_Brief A_.
Rewrite the part of the weekly class updates starting at "January 27-31" and ending at "that critical lens.", replacing "presentations" with "slideshows".
_Brief B_.
Summarize the weekly class updates in two sentences.

_Source extract_.
=== Section Start ===


  • Last week, students completed an analysis of "Story of an Hour" by Kate Chopin, analyzing the story for how the writer used diction, imagery, details, and plot structure to convey theme.  They also completed an essay planning sheet, and they will complete an essay draft this week. At the end of this week, students will analyze a retired AP prose prompt and complete an essay. Students will select the best of the two essays for scoring.  

November 5-8

  • This week, students completed their first prose analysis process paper, and they also did their first "cold read" of a passage and completed a timed writing. They will also complete a self-scoring activity and evaluate areas in which they still need to improve.  Students will also participate in a survey that allows them to voice their concerns regarding prose analysis and composition. Their feedback will help me tailor my instruction to meet their needs. 

November 11-15

  • Students will have an opportunity to do revisions on one of the essays they completed last week and submit that essay for a final grading.  We will begin working on rhetorical analysis of nonfiction this week in an effort to prepare students for the type of writing they will do in AP language next year. I asked students to respond to a short survey that allowed me to better meet the insructional needs of students and they provided me with thoughtful feedback for which I am very grateful. 

November 18-22

  • Students will complete a rhetorical analysis of several non-fiction texts, including a satire. We are also studying the elements of satire in preparation for students to write their own original satires in the Juvenalien, Horatian, or Menippean style. 

November 25-29

  • THANKSGIVING BREAK!​​​​​--Enjoy your time with family and friends!

December 2-6

  • I will be out part of this week to attend the TAG-T conference where I hope to learn some strategies that will allow me to better meet the needs of my highly gifted students. This week, students are completing their study of satire and writing their own original satires in the style of Jonathan Swift's "A Modest Proposal." 

December 9-13

  • The students' original satires were so much fun to read! Students will be completing a rhetorical analysis using a retired prompt from the AP language exam. This week students are completing a self-scoring and revision activity designed to help them improve targeted aspects of their writing. We are also completing the essay portion of the final exam. 

December 16-20


January 13-17

  • This week we will discuss background information related to the novel Things Fall Apart and discuss the coloniztion of Africa. Students will read the first seven chapters of the novel and prepare for a reading quiz.

January 21-24

  • This week students will take a quiz over chapters 1-7 of Things Fall Apart. The focus of our analysis this week will be how Achebe uses characterization to reveal insights about human nature. 

January 27-31

  • We are learning about different critical lenses through which students may examine a literary text. Once we have discussed each lens, student will work with their group members to create presentations in which they teach their classmates about the novel through that critical lens. 

February 3-7

  • This week we are focusing on chapters 13-18 of Things Fall Apart with special emphasis on how setting influences character behavior and therefore theme. Students will take a reading quiz over chapters 13-18.

February 10-14

  • We are studying the last chapters of Things Fall Apart this week--19-25.  

February 18-21

  • This week students will review and take a summative assessment based on what they learned while reading Things Fall Apart

February 24-28

  • We are reviewing the elements of effective argumentation and working on narrowing students' research paper topics. We are also discussing how to determine which sources are reputable.  

February 30-April 3

  • I will meet with students this week to give them final approval on their research paper topics. Students are gathering sources and will present them to me this week to determine if they are appropriate. 

March 2-6

  • This week we are working on creating outlines for students' research papers and developing rough drafts. 

March 9-13


March 16-20

  • Parents, school has been temporarily closed due to COVID-19. Please look for official communication from GCISD regarding closure information.

=== Section End ===

_Information shown_.

=== Section Start ===

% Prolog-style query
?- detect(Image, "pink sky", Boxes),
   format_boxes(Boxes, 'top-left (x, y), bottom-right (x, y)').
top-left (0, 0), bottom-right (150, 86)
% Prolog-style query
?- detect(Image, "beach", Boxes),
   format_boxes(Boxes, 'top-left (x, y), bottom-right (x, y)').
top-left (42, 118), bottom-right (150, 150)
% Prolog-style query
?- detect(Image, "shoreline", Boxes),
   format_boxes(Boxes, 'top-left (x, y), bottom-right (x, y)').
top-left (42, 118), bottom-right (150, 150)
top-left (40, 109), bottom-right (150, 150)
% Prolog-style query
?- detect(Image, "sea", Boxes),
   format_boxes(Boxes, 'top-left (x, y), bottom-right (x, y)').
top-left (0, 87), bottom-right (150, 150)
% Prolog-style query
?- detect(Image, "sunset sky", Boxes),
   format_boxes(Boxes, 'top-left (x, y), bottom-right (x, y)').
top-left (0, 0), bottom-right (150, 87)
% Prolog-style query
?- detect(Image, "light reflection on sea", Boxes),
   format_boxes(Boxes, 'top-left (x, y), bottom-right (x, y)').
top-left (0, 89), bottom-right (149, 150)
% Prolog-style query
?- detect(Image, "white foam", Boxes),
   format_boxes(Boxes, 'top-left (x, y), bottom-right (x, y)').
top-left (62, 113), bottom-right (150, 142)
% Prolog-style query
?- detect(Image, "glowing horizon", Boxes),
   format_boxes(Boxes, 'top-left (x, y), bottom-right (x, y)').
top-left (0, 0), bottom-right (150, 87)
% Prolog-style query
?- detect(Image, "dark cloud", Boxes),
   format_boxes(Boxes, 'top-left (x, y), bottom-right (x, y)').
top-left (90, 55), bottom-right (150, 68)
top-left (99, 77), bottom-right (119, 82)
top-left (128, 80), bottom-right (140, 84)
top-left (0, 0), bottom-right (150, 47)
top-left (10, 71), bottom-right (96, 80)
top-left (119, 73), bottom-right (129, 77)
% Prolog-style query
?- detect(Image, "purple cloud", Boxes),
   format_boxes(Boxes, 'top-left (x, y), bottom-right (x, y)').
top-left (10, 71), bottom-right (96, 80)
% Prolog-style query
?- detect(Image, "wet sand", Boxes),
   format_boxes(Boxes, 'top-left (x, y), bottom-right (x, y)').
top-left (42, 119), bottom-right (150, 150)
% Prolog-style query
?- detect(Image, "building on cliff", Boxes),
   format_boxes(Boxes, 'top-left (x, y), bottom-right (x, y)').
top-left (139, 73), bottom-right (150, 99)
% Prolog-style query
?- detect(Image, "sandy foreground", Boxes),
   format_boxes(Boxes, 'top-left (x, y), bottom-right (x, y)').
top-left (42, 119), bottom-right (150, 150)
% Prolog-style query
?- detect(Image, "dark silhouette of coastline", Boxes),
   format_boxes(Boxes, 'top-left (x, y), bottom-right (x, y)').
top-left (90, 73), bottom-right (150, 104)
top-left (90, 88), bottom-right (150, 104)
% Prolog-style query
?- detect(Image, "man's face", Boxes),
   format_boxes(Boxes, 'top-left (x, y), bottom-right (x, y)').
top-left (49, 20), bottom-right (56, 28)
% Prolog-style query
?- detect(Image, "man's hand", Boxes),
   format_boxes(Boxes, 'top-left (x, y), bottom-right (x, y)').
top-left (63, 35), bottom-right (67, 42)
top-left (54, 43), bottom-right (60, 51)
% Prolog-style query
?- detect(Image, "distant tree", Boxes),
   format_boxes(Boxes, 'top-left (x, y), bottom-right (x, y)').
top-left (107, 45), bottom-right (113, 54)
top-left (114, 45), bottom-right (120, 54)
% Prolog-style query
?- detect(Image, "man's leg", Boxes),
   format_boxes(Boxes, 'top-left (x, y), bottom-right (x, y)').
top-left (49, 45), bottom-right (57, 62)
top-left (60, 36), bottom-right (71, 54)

=== Section End ===

_Expected output A_.
January 27-31

  • We are learning about different critical lenses through which students may examine a literary text. Once we have discussed each lens, student will work with their group members to create slideshows in which they teach their classmates about the novel through that critical lens.

_Expected output B_.
In the fall, students analyzed prose such as Kate Chopin's "Story of an Hour," completed a timed writing, wrote original satires in the style of Jonathan Swift's "A Modest Proposal," and completed a rhetorical analysis and the essay portion of the final exam. In the new year, students read and were assessed on Things Fall Apart, then narrowed research paper topics, gathered sources, and created outlines and rough drafts, until school was temporarily closed due to COVID-19.